**Bagian Teks:**
>>>>>

Kelahiran KUHP di tangan anak bangsa sendiri

7 Desember 2022 10:39 WIB
Kelahiran KUHP di tangan anak bangsa sendiri
Ilustrasi RUU KUHP. ANTARA/ilustrator/Kliwon

... perdebatan janganlah sampai berlarut-larut hingga produk hukum peninggalan Hindia Belanda itu terlalu lama bercokol di Tanah Air.

Rapat Paripurna DPR RI pada hari Selasa, 6 Desember 2022, merupakan momen bersejarah bagi Indonesia karena melalui forum terhormat ini, baik Pemerintah dan DPR RI, menyetujui pengesahan RUU KUHP menjadi undang-undang.

Perdebatan sejumlah pasal pun mewarnai pembahasan Rancangan Undang-Undang Kitab Undang-Undang Hukum Pidana (RUU KUHP). Bahkan, aksi tolak pengesahan rancangan undang-undang ini berlangsung di depan Gedung DPR RI, Senayan, Jakarta Pusat, Selasa (6/12), saat rapat paripurna.

<<<<<

**Bahan Terkumpul:**
>>>>>

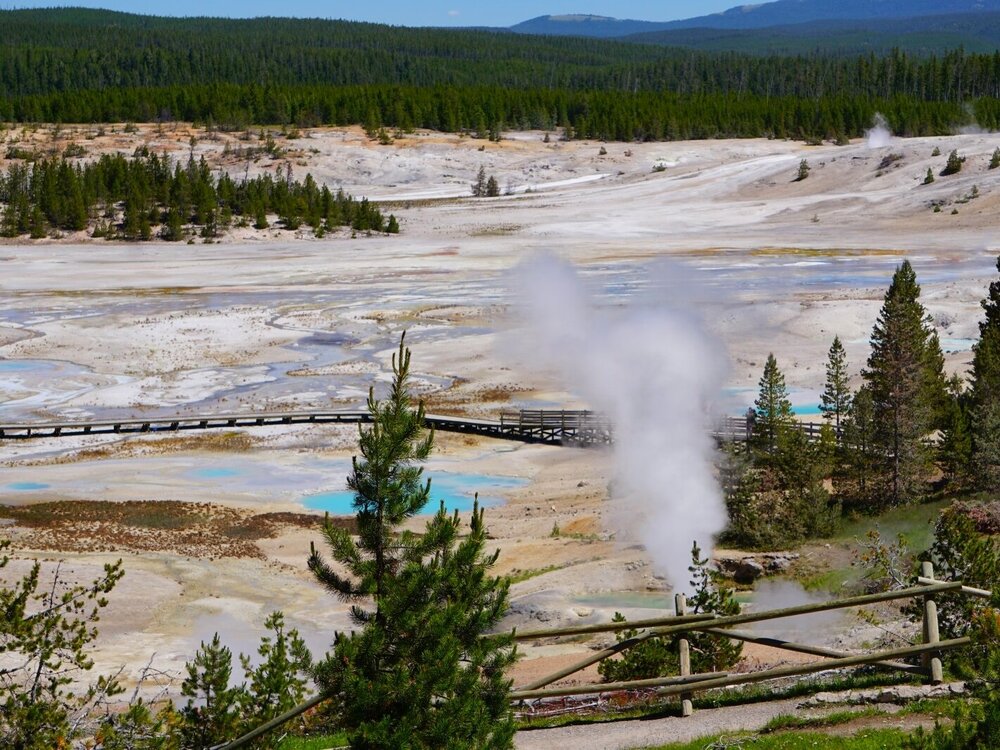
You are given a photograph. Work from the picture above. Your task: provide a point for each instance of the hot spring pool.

<<<<<

**Tugas Soal:** Menurut teks tentang pengesahan KUHP, mengapa Rapat Paripurna DPR RI pada 6 Desember 2022 disebut momen bersejarah bagi Indonesia? Jelaskan dalam satu sampai tiga kalimat.

**Pembahasan Soal:** Rapat itu disebut momen bersejarah karena melalui forum tersebut Pemerintah dan DPR RI menyetujui pengesahan RUU KUHP menjadi undang-undang.